§ Provided information
────────

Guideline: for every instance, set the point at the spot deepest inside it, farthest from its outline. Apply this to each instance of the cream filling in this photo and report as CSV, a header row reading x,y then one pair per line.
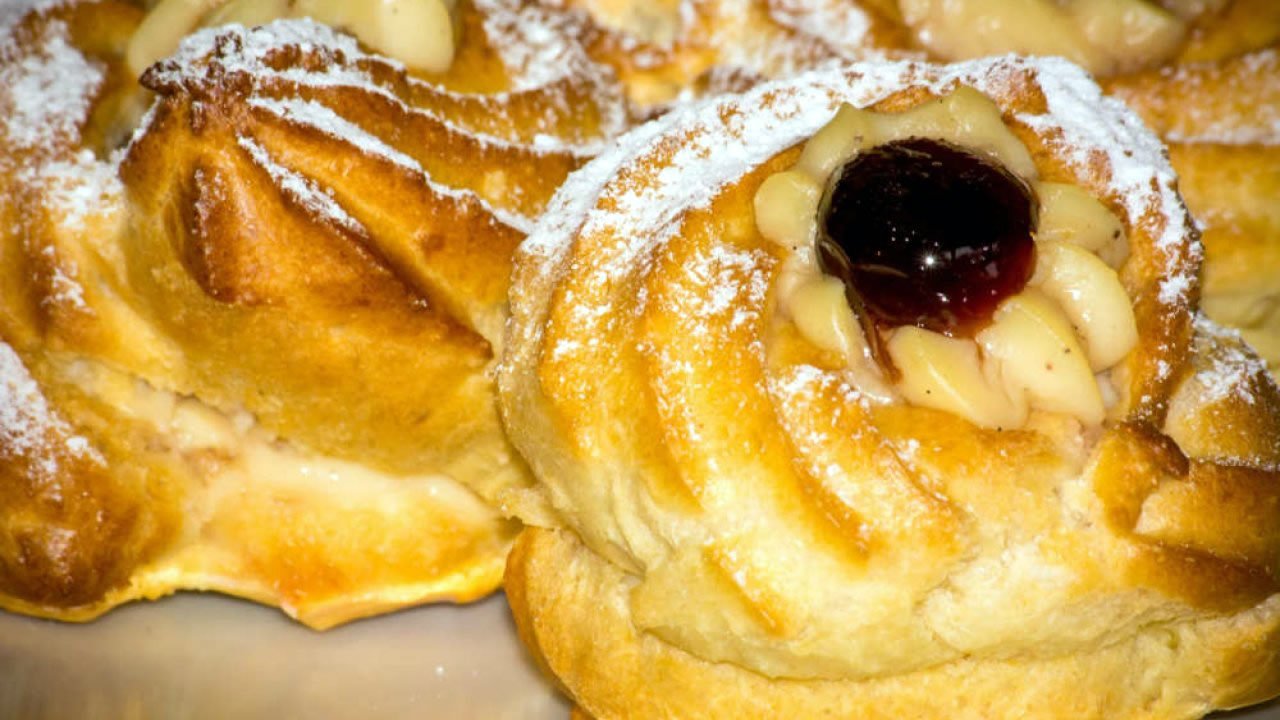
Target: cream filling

────────

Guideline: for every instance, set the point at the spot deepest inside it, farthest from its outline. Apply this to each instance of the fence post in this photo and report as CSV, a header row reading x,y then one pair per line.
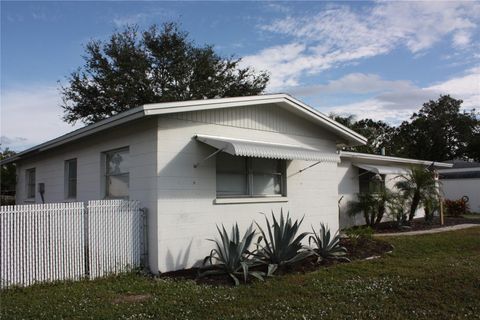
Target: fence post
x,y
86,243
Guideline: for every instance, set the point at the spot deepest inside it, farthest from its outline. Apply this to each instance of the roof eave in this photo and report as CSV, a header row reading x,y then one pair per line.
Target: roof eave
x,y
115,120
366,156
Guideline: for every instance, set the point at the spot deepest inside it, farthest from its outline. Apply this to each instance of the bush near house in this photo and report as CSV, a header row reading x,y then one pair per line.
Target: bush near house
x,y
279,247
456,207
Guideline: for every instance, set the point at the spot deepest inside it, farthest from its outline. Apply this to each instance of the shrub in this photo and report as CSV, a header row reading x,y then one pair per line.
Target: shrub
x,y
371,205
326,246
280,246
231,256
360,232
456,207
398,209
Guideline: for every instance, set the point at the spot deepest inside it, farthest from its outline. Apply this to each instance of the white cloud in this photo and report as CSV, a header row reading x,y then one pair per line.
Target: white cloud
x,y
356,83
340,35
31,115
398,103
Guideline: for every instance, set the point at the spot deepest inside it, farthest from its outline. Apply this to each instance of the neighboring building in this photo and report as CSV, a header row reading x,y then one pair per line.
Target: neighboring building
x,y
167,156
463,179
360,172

────────

§ Task prompt
Tally the lines in the material above that contain the string "house". Reply with the number alone.

§ Worked answer
2